Document segment

================================

Thoughts on Faithful Citizenship

Basilica of the National Shrine of the Immaculate Conception

I was baptized a Catholic as an infant. That means no matter what my nationality or residence or circumstance, I’m already considered a citizen of heaven. That being said, my heavenly home may still be a ways off yet. So, for now, I’m also a Catholic who happens to have had the good fortune to be an American citizen.

I appreciate the words of our third president, Thomas Jefferson, who said “The God who gave us life gave us liberty.” It was evident to our nation’s founders that the tenets that guide a person’s conscience are rooted in truth and freedom that come from outside of ourselves.

Political pundits might prefer to categorize Christians into Republicans, Democrats, Independents, and the like. I suggest a broader view, reconnecting with the primary gospel truth regarding true Christian citizenship. For Catholics, November is the month of saints and souls. And it is a happy coincidence that it falls within the election cycle in the United States. This brief season in the Church’s liturgical calendar makes the case for our true citizenship: We, the baptized, are citizens of heaven.

================================

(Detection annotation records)
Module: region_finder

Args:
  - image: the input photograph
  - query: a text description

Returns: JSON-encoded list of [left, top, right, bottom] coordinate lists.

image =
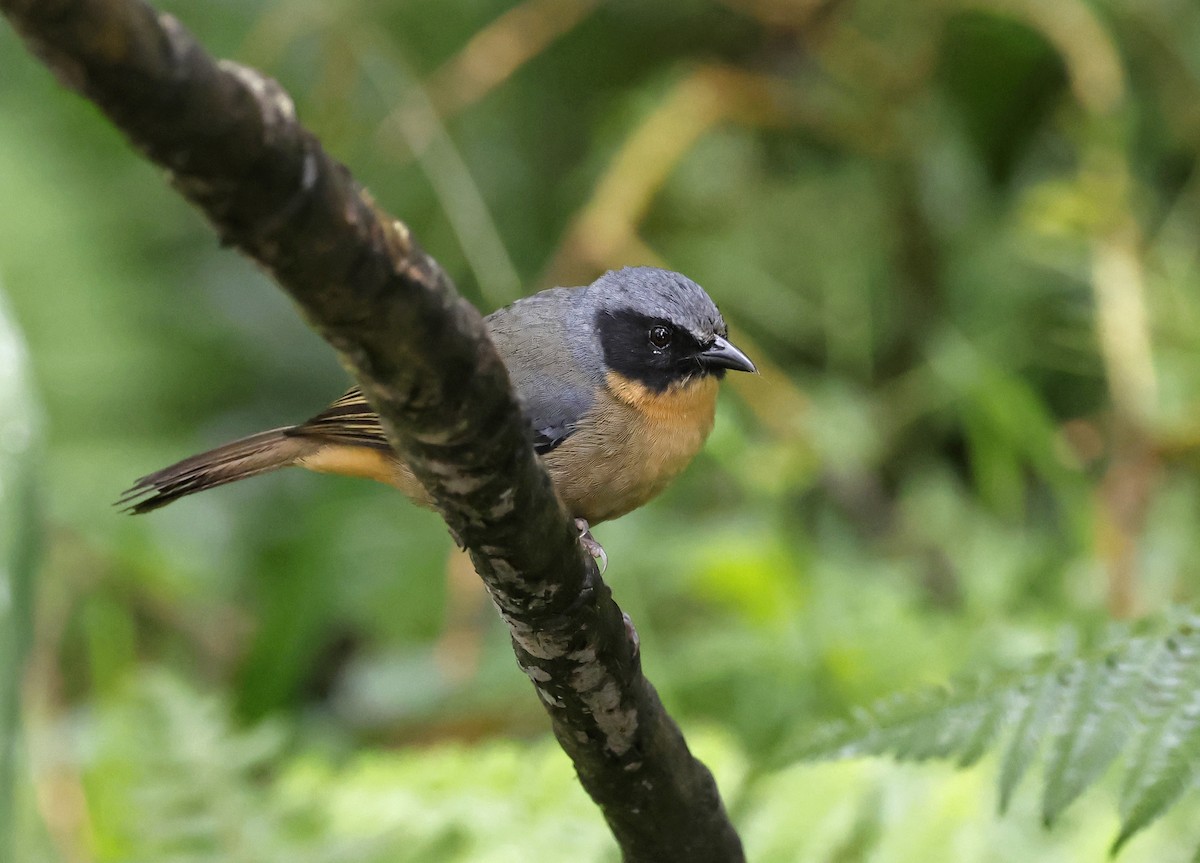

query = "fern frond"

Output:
[[787, 616, 1200, 852]]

================================

Goals
1) Pull out every line of the entries that contains the string "query", matching case exactly.
2) Pick up the reflection on faithful citizenship after its last sentence and keep writing it.

Task answers
1)
  - query: a text description
query = "fern frond"

2)
St. Paul writes:

But our citizenship is in heaven, and from it we also await a savior, the Lord Jesus Christ. He will change our lowly body to conform with his glorified body by the power that enables him also to bring all things into subjection to himself. Therefore… stand firm in the Lord, beloved.  (Philippians 3:20-21 – 4:1.)

Note the present tense of Paul’s words.  Our citizenship IS in heaven. This is not just a bold hypothesis on the part of Paul. He is following his Master, taking his lead from Jesus: “Be imitators of me, as I am of Christ (1 Corinthians 11:1.)”

Predating Paul, Jesus prayed for his disciples (and future followers) before he died, coaching them in this holy citizenship:

[Father, ] I pray for them. I do not pray for the world but for the ones you have given me, because they are yours…

I do not ask that you take them out of the world but that you keep them from the evil one. They do not belong to the world any more than I belong to the world. Consecrate them in the truth. Your word is truth. As you sent me into the world, so I sent them into the world. And I consecrate myself for them, so that they also may be consecrated in truth. I pray not only for them, but also for those who will believe in me through their word, so that they may all be one, as you, Father, are in me and I in you, that they also may be in us, that the world may believe that you sent me. (John 17:9, 15-18.)

Archbishop Charles Chaput has written 5 elements of our public witness and Catholic citizenship. I’ll just list add the first two here:

1. “Catholic” is a word that has real meaning. We don’t control or invent that meaning as individuals. We inherit it from the Gospel and the experience of the Church over the centuries. If we choose to call ourselves Catholic, then that word has consequences for what we believe and how we act.  We can’t truthfully call ourselves “Catholic” and then behave as if we’re not.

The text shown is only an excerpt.